Position identification records
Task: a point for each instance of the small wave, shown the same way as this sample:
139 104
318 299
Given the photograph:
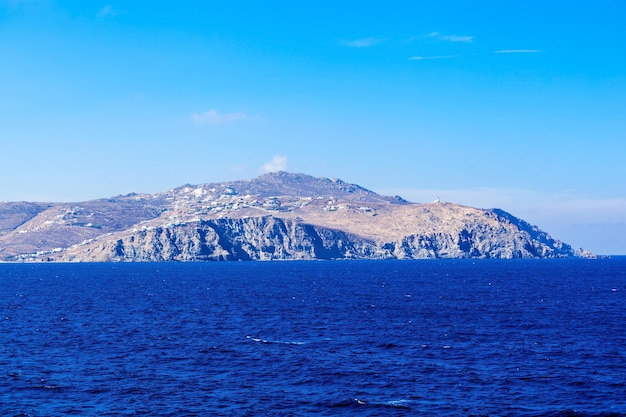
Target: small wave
278 342
358 403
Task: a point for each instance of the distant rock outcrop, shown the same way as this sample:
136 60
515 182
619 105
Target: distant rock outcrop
276 216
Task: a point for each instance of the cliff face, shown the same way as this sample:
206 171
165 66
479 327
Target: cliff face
276 216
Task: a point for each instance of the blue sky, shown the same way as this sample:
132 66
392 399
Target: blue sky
517 105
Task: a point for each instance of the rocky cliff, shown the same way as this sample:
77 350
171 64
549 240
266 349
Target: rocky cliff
275 216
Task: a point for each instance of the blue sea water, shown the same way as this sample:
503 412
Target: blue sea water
426 338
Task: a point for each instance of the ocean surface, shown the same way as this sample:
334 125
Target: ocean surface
424 338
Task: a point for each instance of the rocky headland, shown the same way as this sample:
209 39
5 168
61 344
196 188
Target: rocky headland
277 216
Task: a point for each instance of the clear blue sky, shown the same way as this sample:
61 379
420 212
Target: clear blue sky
517 105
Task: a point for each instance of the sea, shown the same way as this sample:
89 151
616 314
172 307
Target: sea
323 338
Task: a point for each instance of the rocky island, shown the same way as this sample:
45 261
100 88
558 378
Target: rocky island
278 216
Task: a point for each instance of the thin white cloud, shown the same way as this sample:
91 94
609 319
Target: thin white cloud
363 42
423 58
109 11
278 163
519 51
213 117
450 38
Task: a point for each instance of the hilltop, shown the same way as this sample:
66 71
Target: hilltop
275 216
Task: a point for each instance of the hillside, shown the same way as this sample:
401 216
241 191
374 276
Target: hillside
276 216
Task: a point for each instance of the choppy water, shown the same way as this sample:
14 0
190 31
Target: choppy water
445 338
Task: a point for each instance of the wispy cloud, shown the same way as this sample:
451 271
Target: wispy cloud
363 42
278 163
423 58
519 51
109 11
450 38
213 117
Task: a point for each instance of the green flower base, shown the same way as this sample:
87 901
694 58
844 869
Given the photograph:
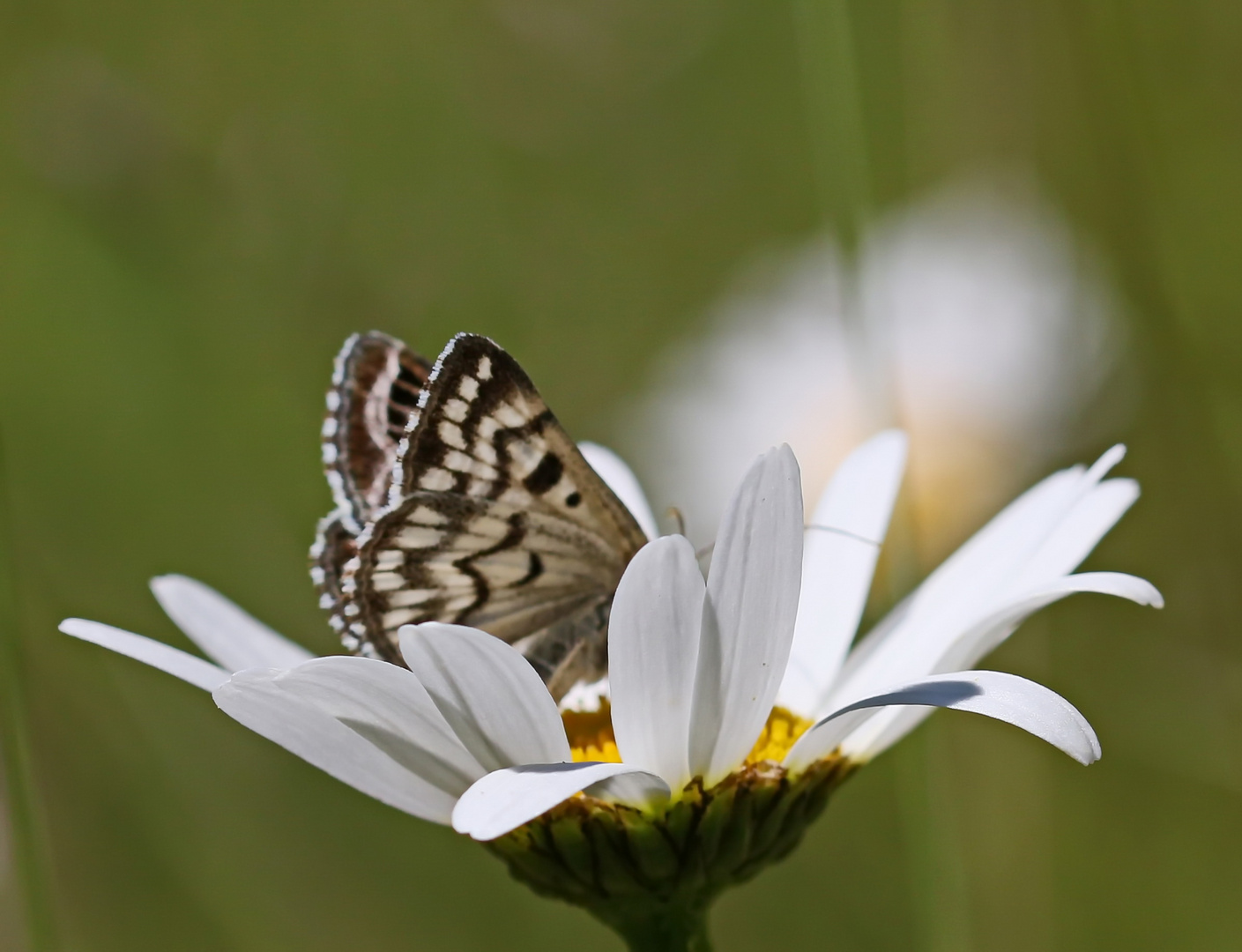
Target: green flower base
652 875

§ **What you should do**: Starting with the line containing "Task: a point for each instance of the green" and going on through the end of the records, copy the lines again with "flower base" switched to "flower stem" and everything else unchanged. Leave the pictures out of your answer.

§ **Answer for this exercise**:
Task: a point for each instance of the green flower stem, shown the same way as this sample:
87 901
694 58
844 869
Given the photograph:
Target: green flower stem
652 875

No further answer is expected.